**BRANO FORNITO:**
• • • •

Io rimasi un po' spiazzato dalla domanda ma visto che si trattava di una risposta per forza dicotomica e comunque dell'argomento sapevo giusto giusto le basi teoriche, ovviamente risposi di sì.
Il tipo (che non era proprio un amico ma piuttosto una di quelle conoscenze estive estemporanee) sghignazzò e in men che non si dica si avvicinò alla suddetta ragazzina e indicandomi le disse qualcosa a bassa voce.
Dobbiamo dire che allora (come ora) io per le cose mondane non ero certo il più sveglio della cucciolata e quindi non riuscii a collegare quanto avevo detto al tipo poco prima con l'espressione furiosa e sconvolta della ragazza, che con le lacrime agli occhi corse verso il gruppo dei genitori sotto gli ombrelloni, tra cui c'era anche mia madre.

• • • •

**DATI FORNITI:**
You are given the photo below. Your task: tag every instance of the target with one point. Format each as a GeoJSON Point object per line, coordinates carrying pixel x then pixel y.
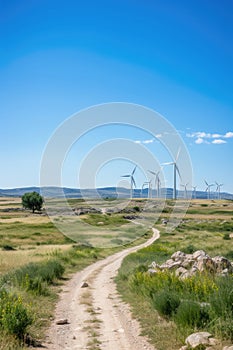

• • • •

**CONSEGNE:**
1) Riporta dal brano fornito tutto ciò che va da "Il tipo (che" giù fino a "anche mia madre.".
2) Secondo il brano fornito, verso dove corse la ragazza con le lacrime agli occhi?

**RISPOSTE PER CONSEGNA:**
1)
Il tipo (che non era proprio un amico ma piuttosto una di quelle conoscenze estive estemporanee) sghignazzò e in men che non si dica si avvicinò alla suddetta ragazzina e indicandomi le disse qualcosa a bassa voce.
Dobbiamo dire che allora (come ora) io per le cose mondane non ero certo il più sveglio della cucciolata e quindi non riuscii a collegare quanto avevo detto al tipo poco prima con l'espressione furiosa e sconvolta della ragazza, che con le lacrime agli occhi corse verso il gruppo dei genitori sotto gli ombrelloni, tra cui c'era anche mia madre.

2) Verso il gruppo dei genitori sotto gli ombrelloni.